## PASSAGE TO READ:
-.-.-

It is most noteworthy that PVT1 exon 9 is capable of PCa initiation. In the current study, we have confirmed that PVT1 exon 9 has a tumorigenic and malignant transformative effect in vivo on prostate epithelial cells. Notably, the morphologic appearance of the malignant neoplasms by PVT1 exon 9 overexpressing prostate epithelial cells was akin to prostatic carcinoma with squamous metaplasia. The not only expansible, but also invasive nature of the tumor could be seen in tumor invading adjacent skeletal muscle. Importantly, histopathological analysis confirmed that the neoplastic cells demonstrated a high degree of anaplasia, thus confirming the cancerous nature of the tumors. These data give evidence that PVT1 exon 9 has an important role in PCa initiation and invasion.

-.-.-

## EXCERPTED RECORDS:
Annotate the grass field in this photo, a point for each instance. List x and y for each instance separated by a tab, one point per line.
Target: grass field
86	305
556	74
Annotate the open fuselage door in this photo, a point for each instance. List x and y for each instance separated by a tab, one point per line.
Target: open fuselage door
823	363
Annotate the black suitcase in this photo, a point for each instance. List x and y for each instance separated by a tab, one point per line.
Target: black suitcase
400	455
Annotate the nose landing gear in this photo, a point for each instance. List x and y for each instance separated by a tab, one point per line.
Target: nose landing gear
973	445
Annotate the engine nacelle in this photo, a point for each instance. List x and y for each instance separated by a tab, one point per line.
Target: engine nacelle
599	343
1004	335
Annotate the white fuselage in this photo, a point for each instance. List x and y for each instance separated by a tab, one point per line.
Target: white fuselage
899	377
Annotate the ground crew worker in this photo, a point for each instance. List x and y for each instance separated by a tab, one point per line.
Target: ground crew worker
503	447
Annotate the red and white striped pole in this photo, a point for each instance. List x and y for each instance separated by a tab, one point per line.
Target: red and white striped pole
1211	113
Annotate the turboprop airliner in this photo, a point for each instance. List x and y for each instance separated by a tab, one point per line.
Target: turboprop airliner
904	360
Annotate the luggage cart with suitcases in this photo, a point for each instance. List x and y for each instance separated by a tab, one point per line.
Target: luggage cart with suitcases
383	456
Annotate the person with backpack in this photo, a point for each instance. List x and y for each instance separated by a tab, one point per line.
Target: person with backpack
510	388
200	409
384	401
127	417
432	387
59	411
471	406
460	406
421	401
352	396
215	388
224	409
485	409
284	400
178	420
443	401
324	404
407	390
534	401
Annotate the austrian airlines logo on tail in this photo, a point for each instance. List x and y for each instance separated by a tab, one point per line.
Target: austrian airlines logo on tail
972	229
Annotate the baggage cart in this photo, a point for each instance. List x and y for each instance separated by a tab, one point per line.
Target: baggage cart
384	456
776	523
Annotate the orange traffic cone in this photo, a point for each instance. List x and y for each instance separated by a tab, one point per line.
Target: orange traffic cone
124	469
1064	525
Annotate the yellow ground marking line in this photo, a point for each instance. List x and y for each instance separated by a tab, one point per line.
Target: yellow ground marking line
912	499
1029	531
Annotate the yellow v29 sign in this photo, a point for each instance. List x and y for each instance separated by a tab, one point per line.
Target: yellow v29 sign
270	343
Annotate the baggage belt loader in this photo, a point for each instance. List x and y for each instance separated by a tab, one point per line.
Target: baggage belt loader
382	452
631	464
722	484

-.-.-

## WORK TO COMPLETE:
Continue the passage on PVT1 exon 9 in prostate cancer from where it ends.

## OUTPUT BELOW:
Androgen receptor (AR) signaling is widely considered to be the most important molecular signaling pathway for PCa. And androgen deprivation therapy (ADT) is the most common therapeutic strategy offered to patients with locally advanced and metastatic PCa [32]. While a majority of patients initially respond to ADT, most will eventually develop castration resistance [33]. When PCa patients relapse after ADT, the disease is said to have progressed to castration-resistant prostate cancer (CRPC). In CRPC, second generation ADTs like abiraterone acetate are commonly used and they are generally effective [34]. Abiraterone acetate inhibits androgen biosynthesis and has been widely used to treat hormone-sensitive metastatic PCa [35]. However, some CRPC patients are initially unresponsive to second generation ADTs, such as abiraterone acetate. Other CRPC patients may develop secondary resistance to abiraterone acetate after initial responsiveness. This is a very important clinical problem for which an urgent solution is required. The solution to either primary or secondary castration resistance in CRPC patients on secondary generation ADTs like abiraterone lies in understanding the molecular mechanisms of resistance to abiraterone. Here, we make a significant contribution to addressing this important clinical problem by demonstrating, for the first time, that PVT1 exon 9 overexpression confers resistance to abiraterone acetate. Thus, indicating that PVT1 exon 9 overexpression is a novel mechanism of castration resistance, and hence progression, in PCa.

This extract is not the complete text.